Doom & Gloom Dispatch #43: Love Is Running Wild
Vague Plot, Pavement, Sloppy Heads, Neil Young & Crazy Horse, Sonic Youth
Vague Plot - Mama Tried 06.24.23
This one popped up with little fanfare earlier this summer — but it deserves a little fanfare! Vague Plot (Zachary Cale, Phil Jacob, Ben Lee, Uriah Theriault, John Studer) are a new NYC-based instrumental combo and as far as I can tell, this live EP is their first offering. Very sweet stuff, crisp angles and sleek styles, sweet twin guitar interplay, groovy sax and synth. Something about its mood and melodies reminds me of the self-titled Television reunion LP from the early 1990s. Hopefully this Plot will continue to thicken.
Pavement - Bogart’s, Long Beach, California, May 29, 1992
So long to the Plant Man! We said goodbye to the one and only Gary Young earlier this month — one of rock and roll’s great drummers and individuals. His time with Pavement was brief, but the band obviously wouldn’t have happened without his Stockton studio, his awesome fills and his dazzling onstage headstands.

**MATERIAL PROVIDED**
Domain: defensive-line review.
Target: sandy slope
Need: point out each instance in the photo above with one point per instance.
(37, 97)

**DIRECTIONS**
Continue the Doom & Gloom Dispatch newsletter above from its last sentence, in the same voice.

**RESPONSE TO THIS EXERCISE**
“Gary loved tension,” Pavement wrote in their fond remembrance. “He wanted to make people excited and anxious. He accomplished both. We embraced him and he taught us myriads of things that we never thought about. He was an educator. In many ways, we were his apprentices.”
Louder Than You Think, a documentary about Young has been making the festival rounds lately, but I haven’t had the chance to see it. Until then, let’s listen to some Gary-era Pavement from back when Slanted and Enchanted was buzzing its way into our brains. This Long Beach audience tape via the Acid Casualties channel is fairly raw, but it hearkens back nicely to the scratchy vibes of those first recordings that Spiral and SM made with Young. Perfect sound forever, people!
Photo: Gail Butensky
Sloppy Heads - TV Eye, Ridgewood, New York, January 27, 2023
Is there a new Sloppy Heads record out? Yes, there is a new Sloppy Heads record out! Sometimes Just One Second just dropped on the Shrimper label and — dare I say it — it’s the best Heads yet! Ariella Stok, Bill the Drummer, and Jimmy Jumpjump (AKA your friend and mine Jesse Jarnow) have crafted a sprawling masterpiece this time around: 75 minutes of sweet jams, fuzzed-out pop, cracked balladry and even a delicious Dead boogie.
Extra props to Yo La Tengo’s James McNew, Ladybug Transistor’s Gary Olson, Pee Wee’s Playhouse artist Gary Panter and legendary animator Al Jarnow for making this a truly special collection. For a little more detail, check out this recent Jarnow + Jarnow Q&A on Aquarium Drunkard.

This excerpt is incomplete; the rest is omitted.